How to complete this task | In your copy, include no images, and write out every entry below exactly as it stands.

■ ■ ■ ■

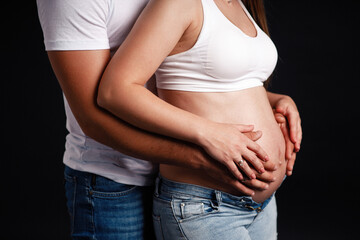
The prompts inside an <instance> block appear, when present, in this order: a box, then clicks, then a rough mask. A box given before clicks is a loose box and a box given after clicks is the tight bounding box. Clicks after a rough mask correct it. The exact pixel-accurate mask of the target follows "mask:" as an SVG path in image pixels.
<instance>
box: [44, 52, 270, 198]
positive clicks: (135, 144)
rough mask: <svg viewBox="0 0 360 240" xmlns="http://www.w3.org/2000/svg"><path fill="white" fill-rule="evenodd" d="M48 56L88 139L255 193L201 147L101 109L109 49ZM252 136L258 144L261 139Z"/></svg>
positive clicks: (118, 149) (254, 139)
mask: <svg viewBox="0 0 360 240" xmlns="http://www.w3.org/2000/svg"><path fill="white" fill-rule="evenodd" d="M48 56H49V59H50V62H51V65H52V67H53V70H54V72H55V75H56V77H57V79H58V81H59V83H60V85H61V88H62V90H63V92H64V94H65V97H66V99H67V101H68V103H69V105H70V108H71V110H72V112H73V114H74V116H75V118H76V120H77V121H78V123H79V125H80V127H81V129H82V130H83V132H84V133H85V134H86V135H87V136H89V137H91V138H93V139H95V140H96V141H98V142H101V143H103V144H105V145H107V146H110V147H112V148H114V149H115V150H118V151H120V152H122V153H124V154H127V155H130V156H133V157H137V158H140V159H145V160H149V161H152V162H154V163H163V164H171V165H177V166H182V167H187V168H193V169H199V170H202V171H204V172H206V173H207V174H208V175H210V176H213V177H215V178H217V179H218V180H219V179H221V180H222V181H223V182H224V183H225V184H229V185H231V186H233V187H234V188H236V189H237V190H239V191H240V192H242V193H244V194H247V195H251V194H252V193H253V190H251V189H250V188H248V187H245V186H244V185H243V184H241V183H240V182H238V181H237V180H235V178H233V177H232V174H231V173H229V171H228V170H227V169H226V168H225V167H224V166H221V164H219V163H217V162H215V161H214V160H212V159H210V158H209V157H208V156H207V155H206V154H205V153H204V151H203V150H202V149H200V148H199V147H197V146H195V145H192V144H188V143H184V142H182V141H178V140H175V139H171V138H167V137H164V136H160V135H156V134H151V133H149V132H146V131H142V130H140V129H137V128H135V127H133V126H131V125H129V124H127V123H125V122H123V121H121V120H120V119H118V118H116V117H115V116H113V115H111V114H110V113H108V112H106V111H105V110H103V109H101V108H100V107H98V106H97V104H96V98H97V88H98V83H99V81H100V79H101V76H102V73H103V71H104V69H105V67H106V65H107V64H108V62H109V60H110V52H109V50H91V51H49V52H48ZM250 137H253V140H254V141H255V140H256V138H259V136H250ZM269 179H271V174H269ZM265 186H266V183H264V182H261V181H259V180H256V181H253V183H252V185H251V186H249V187H251V188H265Z"/></svg>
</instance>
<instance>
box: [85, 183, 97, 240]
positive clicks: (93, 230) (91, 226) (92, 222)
mask: <svg viewBox="0 0 360 240" xmlns="http://www.w3.org/2000/svg"><path fill="white" fill-rule="evenodd" d="M87 192H88V198H87V199H88V203H89V205H90V207H91V209H90V210H91V219H90V220H91V222H90V223H91V228H92V239H94V240H96V229H95V220H94V218H95V217H94V215H95V214H94V200H93V198H92V197H93V196H92V195H93V191H92V189H91V185H90V187H87Z"/></svg>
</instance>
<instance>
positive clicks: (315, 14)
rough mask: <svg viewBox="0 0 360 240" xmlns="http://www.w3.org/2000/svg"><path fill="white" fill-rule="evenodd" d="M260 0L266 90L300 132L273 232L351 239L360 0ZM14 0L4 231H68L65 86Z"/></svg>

■ ■ ■ ■

Output below |
The prompts inside an <instance> block appear, when present, in this order: a box, then clicks, then a rough mask. A box given before clicks is a loose box and a box given after clicks is the tight bounding box. Clicks after a rough mask correct it. The exact pixel-accurate mask of the target follows "mask:" as an SVG path in image pixels.
<instance>
box: [44, 52, 270, 198]
positive clicks: (135, 144)
rough mask: <svg viewBox="0 0 360 240" xmlns="http://www.w3.org/2000/svg"><path fill="white" fill-rule="evenodd" d="M48 56L88 139L255 193L201 147L101 109L109 49ZM252 136L258 144L261 139Z"/></svg>
positive clicks: (118, 149) (254, 139)
mask: <svg viewBox="0 0 360 240" xmlns="http://www.w3.org/2000/svg"><path fill="white" fill-rule="evenodd" d="M48 56H49V59H50V62H51V65H52V67H53V70H54V72H55V75H56V77H57V79H58V81H59V83H60V85H61V88H62V90H63V92H64V94H65V97H66V99H67V101H68V103H69V105H70V108H71V110H72V112H73V114H74V116H75V118H76V120H77V121H78V123H79V125H80V127H81V129H82V130H83V132H84V133H85V134H86V135H87V136H89V137H91V138H93V139H95V140H96V141H98V142H101V143H103V144H105V145H107V146H110V147H112V148H114V149H115V150H118V151H120V152H122V153H124V154H127V155H130V156H133V157H137V158H140V159H145V160H149V161H152V162H154V163H163V164H171V165H177V166H182V167H187V168H193V169H199V170H202V171H204V172H206V173H207V174H208V175H210V176H213V177H215V178H217V179H218V180H219V179H221V180H222V181H223V182H224V183H225V184H229V185H231V186H233V187H234V188H236V189H237V190H239V191H240V192H242V193H244V194H247V195H251V194H252V193H253V190H251V189H250V188H248V187H245V186H244V185H243V184H241V183H240V182H238V181H237V180H235V178H233V177H232V174H231V173H229V171H228V170H227V169H226V168H225V167H224V166H221V164H219V163H217V162H215V161H214V160H212V159H210V158H209V157H208V156H207V155H206V154H205V153H204V151H203V150H202V149H200V148H199V147H197V146H195V145H192V144H188V143H184V142H182V141H178V140H175V139H171V138H167V137H164V136H160V135H156V134H151V133H149V132H146V131H142V130H140V129H137V128H135V127H133V126H131V125H129V124H127V123H125V122H123V121H121V120H120V119H118V118H116V117H115V116H113V115H111V114H110V113H108V112H106V111H105V110H103V109H101V108H100V107H98V106H97V104H96V98H97V88H98V83H99V81H100V79H101V76H102V73H103V71H104V69H105V67H106V65H107V64H108V62H109V60H110V52H109V50H91V51H49V52H48ZM250 137H253V140H254V141H255V140H256V138H259V136H250ZM269 179H271V174H269ZM265 186H266V183H264V182H261V181H259V180H256V181H253V183H252V185H251V186H249V187H251V188H265Z"/></svg>
</instance>
<instance>
box: [85, 183, 97, 240]
positive clicks: (93, 230) (91, 226) (92, 222)
mask: <svg viewBox="0 0 360 240" xmlns="http://www.w3.org/2000/svg"><path fill="white" fill-rule="evenodd" d="M87 192H88V198H87V199H88V203H89V205H90V207H91V209H90V210H91V219H90V220H91V222H90V223H91V228H92V239H94V240H96V229H95V220H94V218H95V217H94V215H95V214H94V200H93V198H92V197H93V196H92V195H93V191H92V189H91V185H90V187H87Z"/></svg>
</instance>
<instance>
positive clicks: (315, 14)
rough mask: <svg viewBox="0 0 360 240" xmlns="http://www.w3.org/2000/svg"><path fill="white" fill-rule="evenodd" d="M260 0L266 90L300 132L273 232L351 239L360 0ZM14 0L4 231H68L65 86Z"/></svg>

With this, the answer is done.